| ABOUT THIS TASK |
Without leaving out a single line, restate the entries below exactly.

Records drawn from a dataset
========

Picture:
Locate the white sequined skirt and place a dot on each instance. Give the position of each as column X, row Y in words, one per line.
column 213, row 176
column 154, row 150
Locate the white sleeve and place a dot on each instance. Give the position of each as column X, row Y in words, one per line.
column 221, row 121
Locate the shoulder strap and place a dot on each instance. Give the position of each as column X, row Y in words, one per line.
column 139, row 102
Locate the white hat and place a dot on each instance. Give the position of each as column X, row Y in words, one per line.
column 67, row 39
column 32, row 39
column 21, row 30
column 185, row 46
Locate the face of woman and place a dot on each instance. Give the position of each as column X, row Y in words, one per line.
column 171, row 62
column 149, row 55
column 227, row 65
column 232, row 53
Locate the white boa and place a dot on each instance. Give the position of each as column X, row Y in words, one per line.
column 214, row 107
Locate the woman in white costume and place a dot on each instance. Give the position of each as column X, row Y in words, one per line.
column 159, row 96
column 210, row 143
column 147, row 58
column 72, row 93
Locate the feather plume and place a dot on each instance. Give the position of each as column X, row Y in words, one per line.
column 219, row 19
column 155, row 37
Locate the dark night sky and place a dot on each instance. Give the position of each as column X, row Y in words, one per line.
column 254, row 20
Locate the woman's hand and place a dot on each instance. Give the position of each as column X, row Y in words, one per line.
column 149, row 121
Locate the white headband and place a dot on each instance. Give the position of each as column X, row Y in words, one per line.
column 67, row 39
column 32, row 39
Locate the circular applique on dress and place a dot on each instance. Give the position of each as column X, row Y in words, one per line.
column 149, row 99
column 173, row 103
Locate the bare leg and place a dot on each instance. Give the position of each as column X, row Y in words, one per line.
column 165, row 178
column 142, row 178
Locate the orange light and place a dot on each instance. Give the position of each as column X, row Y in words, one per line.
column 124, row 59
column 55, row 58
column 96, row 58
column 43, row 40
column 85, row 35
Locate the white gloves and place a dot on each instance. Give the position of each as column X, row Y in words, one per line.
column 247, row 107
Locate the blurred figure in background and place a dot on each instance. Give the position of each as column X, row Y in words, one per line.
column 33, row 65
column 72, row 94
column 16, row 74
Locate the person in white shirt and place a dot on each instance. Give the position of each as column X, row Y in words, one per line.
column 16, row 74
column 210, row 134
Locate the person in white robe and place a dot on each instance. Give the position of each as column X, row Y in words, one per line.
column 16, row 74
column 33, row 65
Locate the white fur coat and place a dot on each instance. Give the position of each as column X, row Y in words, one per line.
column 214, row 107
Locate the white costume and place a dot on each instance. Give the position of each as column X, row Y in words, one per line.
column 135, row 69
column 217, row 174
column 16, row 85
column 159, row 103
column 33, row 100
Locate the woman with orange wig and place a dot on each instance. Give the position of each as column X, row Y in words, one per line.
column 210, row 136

========

| EXERCISE RESULT |
Picture:
Locate the white sequined skirt and place a dot on each instance. Give the position of each as column X, row Y in words, one per line.
column 213, row 176
column 154, row 150
Locate the white sleeve and place a dot on each instance. Give the position of each as column X, row Y in words, one per line.
column 221, row 121
Locate the shoulder strap and place a dot on each instance. Give the position of each as column X, row Y in words, one per line.
column 139, row 102
Locate the white hat and place a dot on each instance. Give the position of each as column X, row Y in words, one per line.
column 67, row 39
column 32, row 39
column 21, row 30
column 185, row 46
Locate the face of woman and place a dot on each instance. Give the position of each as column X, row Y in words, one per line.
column 171, row 62
column 149, row 55
column 227, row 65
column 232, row 53
Locate the white boa and place a dot on each instance. Give the position of each as column X, row Y in words, one per line.
column 214, row 107
Locate the woman in white costume and place a dot on each instance. Give the position of each as column X, row Y in words, one per line.
column 159, row 96
column 210, row 143
column 147, row 58
column 72, row 93
Locate the feather plume and place a dot on each instance. Give the position of each as column X, row Y in words, one per line.
column 219, row 19
column 155, row 37
Locate the dark night sky and place a dot on each instance. Give the position of each as column X, row Y in words, one per line.
column 254, row 20
Locate the woman's hand and place a dot on each instance. Give the position of each as column X, row Y in words, one per line.
column 149, row 121
Locate the white headband and place a dot on each instance. Give the position of each as column X, row Y in words, one per line.
column 67, row 39
column 32, row 39
Locate the circular applique on dress and place a dot on each instance. Give the position of each as column X, row Y in words, one per line.
column 149, row 99
column 173, row 103
Locate the bare leg and place a dot on each instance. Give the position of each as column X, row Y in words, one per line.
column 165, row 178
column 142, row 178
Locate the orange light and place a dot on each instance. Give the position of each as column X, row Y in words, one per line.
column 124, row 59
column 55, row 58
column 96, row 58
column 43, row 40
column 85, row 35
Locate the white gloves and place a dot on each instance. Give the position of each as column X, row Y in words, one per line.
column 247, row 107
Locate the blurred figure in background and place a dot on each instance. Give the position of each as column X, row Y in words, one per line.
column 33, row 65
column 72, row 94
column 16, row 74
Locate the person in white shirt and place a dot on each instance. Give the position of each as column X, row Y in words, one per line.
column 16, row 74
column 210, row 134
Locate the person in white robe and place a dot on each instance. Give the position of each as column X, row Y in words, one per line.
column 16, row 74
column 33, row 65
Locate the white fur coat and place a dot on each instance. Give the position of each as column X, row Y in words, one per line.
column 214, row 107
Locate the white costume and place a dot on each instance. Give the position of each as column X, row Y in words, one per line.
column 135, row 69
column 217, row 174
column 16, row 85
column 159, row 103
column 33, row 100
Locate the woman with orange wig and place a dot on each instance. Give the position of each as column X, row Y in words, one per line.
column 210, row 136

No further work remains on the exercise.